WHAT TO WORK ON: In the records below, find each line with the word "stem" and copy it.

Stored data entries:
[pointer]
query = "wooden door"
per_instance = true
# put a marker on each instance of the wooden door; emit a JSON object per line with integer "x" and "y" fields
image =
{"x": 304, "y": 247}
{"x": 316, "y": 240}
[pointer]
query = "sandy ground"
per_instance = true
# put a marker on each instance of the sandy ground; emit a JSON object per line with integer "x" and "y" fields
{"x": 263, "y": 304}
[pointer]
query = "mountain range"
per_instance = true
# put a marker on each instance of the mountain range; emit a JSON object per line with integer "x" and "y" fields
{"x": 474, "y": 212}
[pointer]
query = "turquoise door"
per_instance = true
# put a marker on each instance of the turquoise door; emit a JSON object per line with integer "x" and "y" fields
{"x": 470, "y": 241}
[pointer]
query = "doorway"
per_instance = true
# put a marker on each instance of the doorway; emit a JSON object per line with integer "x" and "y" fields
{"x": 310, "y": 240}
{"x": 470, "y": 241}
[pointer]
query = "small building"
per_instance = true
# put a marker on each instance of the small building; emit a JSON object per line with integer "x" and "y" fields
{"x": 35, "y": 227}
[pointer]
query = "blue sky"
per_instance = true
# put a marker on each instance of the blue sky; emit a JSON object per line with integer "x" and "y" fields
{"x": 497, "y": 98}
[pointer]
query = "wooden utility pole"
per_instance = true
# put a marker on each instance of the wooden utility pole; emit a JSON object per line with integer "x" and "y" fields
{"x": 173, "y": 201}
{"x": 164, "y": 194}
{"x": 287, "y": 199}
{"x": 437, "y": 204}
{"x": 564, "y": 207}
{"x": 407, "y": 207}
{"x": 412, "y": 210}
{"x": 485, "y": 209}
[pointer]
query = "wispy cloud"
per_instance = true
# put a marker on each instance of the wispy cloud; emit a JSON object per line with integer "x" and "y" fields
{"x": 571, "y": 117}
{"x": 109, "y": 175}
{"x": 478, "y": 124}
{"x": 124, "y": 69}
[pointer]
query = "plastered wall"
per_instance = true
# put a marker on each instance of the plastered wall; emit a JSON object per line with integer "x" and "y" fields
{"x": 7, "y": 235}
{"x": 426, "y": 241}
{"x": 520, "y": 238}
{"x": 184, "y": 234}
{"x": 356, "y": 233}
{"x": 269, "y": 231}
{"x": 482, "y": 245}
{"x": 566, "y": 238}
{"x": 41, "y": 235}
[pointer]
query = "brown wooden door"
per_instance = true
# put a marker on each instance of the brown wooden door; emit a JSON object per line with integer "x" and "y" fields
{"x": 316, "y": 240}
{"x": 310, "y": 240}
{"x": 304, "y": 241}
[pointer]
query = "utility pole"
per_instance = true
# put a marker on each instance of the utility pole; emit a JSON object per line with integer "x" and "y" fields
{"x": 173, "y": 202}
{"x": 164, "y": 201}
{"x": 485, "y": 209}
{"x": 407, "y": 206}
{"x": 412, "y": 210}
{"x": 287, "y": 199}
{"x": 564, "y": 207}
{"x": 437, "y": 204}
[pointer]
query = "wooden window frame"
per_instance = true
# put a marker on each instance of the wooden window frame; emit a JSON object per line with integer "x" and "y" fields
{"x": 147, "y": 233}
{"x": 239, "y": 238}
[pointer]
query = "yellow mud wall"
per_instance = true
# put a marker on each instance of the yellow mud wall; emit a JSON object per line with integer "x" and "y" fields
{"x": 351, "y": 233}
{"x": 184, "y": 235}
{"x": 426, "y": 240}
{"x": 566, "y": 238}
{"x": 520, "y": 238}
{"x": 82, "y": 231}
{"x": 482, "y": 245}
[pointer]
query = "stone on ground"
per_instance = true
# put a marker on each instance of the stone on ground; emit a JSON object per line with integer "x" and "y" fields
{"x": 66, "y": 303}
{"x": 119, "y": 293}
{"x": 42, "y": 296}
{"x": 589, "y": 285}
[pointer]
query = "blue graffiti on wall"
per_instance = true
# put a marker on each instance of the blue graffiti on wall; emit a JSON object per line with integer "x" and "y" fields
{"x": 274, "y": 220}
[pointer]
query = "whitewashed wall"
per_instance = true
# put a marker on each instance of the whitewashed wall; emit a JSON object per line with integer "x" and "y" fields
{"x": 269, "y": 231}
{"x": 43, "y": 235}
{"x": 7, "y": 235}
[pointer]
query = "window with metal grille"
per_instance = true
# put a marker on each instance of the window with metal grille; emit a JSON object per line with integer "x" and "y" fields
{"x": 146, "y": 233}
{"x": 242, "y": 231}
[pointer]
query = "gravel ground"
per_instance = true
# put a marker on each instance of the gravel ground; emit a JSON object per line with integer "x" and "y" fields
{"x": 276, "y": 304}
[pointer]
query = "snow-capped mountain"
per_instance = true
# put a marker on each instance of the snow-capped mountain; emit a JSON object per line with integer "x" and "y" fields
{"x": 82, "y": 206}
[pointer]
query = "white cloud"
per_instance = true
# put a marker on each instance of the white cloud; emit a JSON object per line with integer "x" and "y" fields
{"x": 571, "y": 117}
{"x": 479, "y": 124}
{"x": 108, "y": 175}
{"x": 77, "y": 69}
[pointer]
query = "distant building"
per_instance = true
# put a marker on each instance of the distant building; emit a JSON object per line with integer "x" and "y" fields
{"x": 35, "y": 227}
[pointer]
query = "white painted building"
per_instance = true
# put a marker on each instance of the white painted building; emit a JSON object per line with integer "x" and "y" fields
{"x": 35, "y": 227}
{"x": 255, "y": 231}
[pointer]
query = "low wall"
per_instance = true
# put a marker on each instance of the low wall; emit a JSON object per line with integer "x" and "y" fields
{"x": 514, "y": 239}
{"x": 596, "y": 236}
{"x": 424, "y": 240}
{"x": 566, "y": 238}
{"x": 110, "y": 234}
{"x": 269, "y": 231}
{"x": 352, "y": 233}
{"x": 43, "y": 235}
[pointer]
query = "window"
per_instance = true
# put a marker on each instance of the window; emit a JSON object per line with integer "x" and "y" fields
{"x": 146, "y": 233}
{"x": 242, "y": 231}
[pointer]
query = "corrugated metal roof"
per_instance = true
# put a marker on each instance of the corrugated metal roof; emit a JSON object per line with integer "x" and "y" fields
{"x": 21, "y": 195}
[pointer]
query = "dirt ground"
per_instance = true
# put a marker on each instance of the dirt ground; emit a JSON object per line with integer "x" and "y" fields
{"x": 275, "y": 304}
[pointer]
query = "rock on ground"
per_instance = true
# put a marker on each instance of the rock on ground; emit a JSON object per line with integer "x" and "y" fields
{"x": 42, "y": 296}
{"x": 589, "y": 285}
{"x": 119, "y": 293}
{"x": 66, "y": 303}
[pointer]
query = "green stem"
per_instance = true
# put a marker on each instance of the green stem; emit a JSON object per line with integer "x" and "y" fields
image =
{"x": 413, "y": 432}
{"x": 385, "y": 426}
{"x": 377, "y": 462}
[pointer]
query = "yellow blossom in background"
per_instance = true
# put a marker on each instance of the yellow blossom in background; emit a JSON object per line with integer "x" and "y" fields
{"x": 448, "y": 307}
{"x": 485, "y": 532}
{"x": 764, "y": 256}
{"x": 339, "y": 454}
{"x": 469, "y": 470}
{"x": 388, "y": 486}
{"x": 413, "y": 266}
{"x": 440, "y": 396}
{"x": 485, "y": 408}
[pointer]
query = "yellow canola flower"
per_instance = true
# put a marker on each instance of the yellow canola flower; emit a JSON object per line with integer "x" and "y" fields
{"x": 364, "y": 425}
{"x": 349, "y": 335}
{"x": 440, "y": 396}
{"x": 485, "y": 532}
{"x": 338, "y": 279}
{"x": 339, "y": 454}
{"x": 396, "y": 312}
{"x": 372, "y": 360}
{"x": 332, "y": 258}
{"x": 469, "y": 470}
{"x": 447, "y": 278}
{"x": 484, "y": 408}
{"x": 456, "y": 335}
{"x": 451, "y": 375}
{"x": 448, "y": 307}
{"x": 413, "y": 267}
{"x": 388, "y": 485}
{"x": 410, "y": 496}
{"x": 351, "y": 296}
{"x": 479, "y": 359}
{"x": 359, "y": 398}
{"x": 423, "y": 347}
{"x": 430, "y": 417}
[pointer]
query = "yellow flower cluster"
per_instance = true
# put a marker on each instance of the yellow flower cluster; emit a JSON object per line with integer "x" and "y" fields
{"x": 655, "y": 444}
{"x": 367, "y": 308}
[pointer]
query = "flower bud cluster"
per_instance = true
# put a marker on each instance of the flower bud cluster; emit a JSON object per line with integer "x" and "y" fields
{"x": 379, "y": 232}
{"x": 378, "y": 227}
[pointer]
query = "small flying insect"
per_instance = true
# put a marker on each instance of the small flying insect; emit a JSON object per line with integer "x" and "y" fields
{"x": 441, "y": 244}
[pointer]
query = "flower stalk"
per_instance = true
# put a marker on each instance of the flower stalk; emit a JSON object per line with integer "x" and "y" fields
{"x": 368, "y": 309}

FINISHED TASK:
query = "green stem"
# put a marker on each instance of the green stem; emit a JSON object per line with integer "x" and "y" fields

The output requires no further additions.